→ **Work instructions**: Please write out, word for word, the part of the evidence-debate excerpt starting at "There were some" and ending at "and Eyben’s critique.".

There were some interesting convergences though, particularly Whitty and Dercon’s  striking acknowledgement of the importance of power and politics, which are often assumed to be excluded from the results agenda. But what they actually said was

‘Understanding power and politics and how to assist in social change also require careful and rigorous evidence.’

True, but what about reversing the equation? Does understanding the role of evidence in development also require a careful and rigorous understanding of power and politics? They never fully address that crucial point, which is at the heart of Roche and Eyben’s critique.

Both sides (rather oddly, as acknowledged experts in their fields) decried the role of experts. Whitty and Dercon called for ‘moving from expert (i.e. opinion-based, seniority-based and anecdote-based) to evidence-based policy’. Ah, turns out that what is actually being suggested is a move from one kind of expert (practitioners) to another (evidence/evaluation).

As a non number-cruncher I also took exception to their apparent belief that only those who understand the methodological intricacies of different evaluation techniques are eligible to pass judgement. On that basis politicians would be out of a job, and only rocket scientists would get to pronounce on Trident.

There was also a really confusing exchange on the hierarchy of evidence. Whitty and Dercon show a surprising (to me at least) commitment to multi-disciplinarity: ‘Methods from all disciplines, qualitative and quantitative, are needed, with the mix depending on the context….. it is not a matter of just RCTs, but of rigour, and of combining appropriate methods, including more qualitative and political economy analysis.’

Music to the ears of the critics, but is it actually, you know, true? Everything I hear from evaluation bods is that DFID does actually see RCTs as the gold standard, and other forms of evidence as inferior. Roche and Eyben returned to the attack on this in their response, arguing that what Whitty and Dercon call the ‘evidence-barren areas in development’ are only barren if you discount sociology and anthropology, among others, as credible sources of evidence. By the way, Ed Carr has a brilliant new post on the (closely linked) clash between quants and quals, arguing that while quants can establish causation, only quals can explain how that causation occurs.

But the exchange did provide me with one important (I think) lightbulb moment. It was about failure. Whitty and Dercon were particularly convincing on this: the evidence agenda ‘involves stopping doing things which the expert consensus agreed should work, but which when tested do not’. This is a nice Popperian twist – the role of evidence is not to prove that things work, but to prove they don’t, forcing us to challenge received wisdom and standard approaches. This is indeed what I noticed about Oxfam’s recent ‘effectiveness reviews’ – if you find no or negative impact, then you (rightly) start to re-examine all your assumptions. But if this is the proper role for the evidence agenda, is it politically possible? By coincidence I have just read Ed Carr’s forceful critique of Bill Gates’ approach to evaluation, arguing that failure is often airbrushed out in order to safeguard funding and credibility. That seems a pretty fundamental contradiction.

The comments were just as thought-provoking. One of the key messages that emerged is the gulf between these debates and what those in charge of gathering results in aid agencies actually face – highly constrained resources, crazy time pressure, and the need to deliver some (any!) results to feed the MEL machine. Oxfam’s Jennie Richmond reflected on the gap between theory and practice yesterday.

→ **Stored data**:
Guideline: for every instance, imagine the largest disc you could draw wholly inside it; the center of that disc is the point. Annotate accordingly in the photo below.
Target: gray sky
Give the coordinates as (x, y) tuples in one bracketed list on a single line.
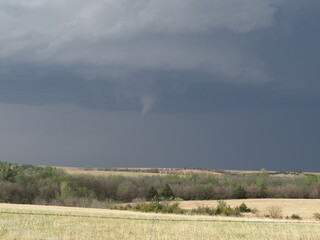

→ **Answer to this problem**:
There were some interesting convergences though, particularly Whitty and Dercon’s  striking acknowledgement of the importance of power and politics, which are often assumed to be excluded from the results agenda. But what they actually said was

‘Understanding power and politics and how to assist in social change also require careful and rigorous evidence.’

True, but what about reversing the equation? Does understanding the role of evidence in development also require a careful and rigorous understanding of power and politics? They never fully address that crucial point, which is at the heart of Roche and Eyben’s critique.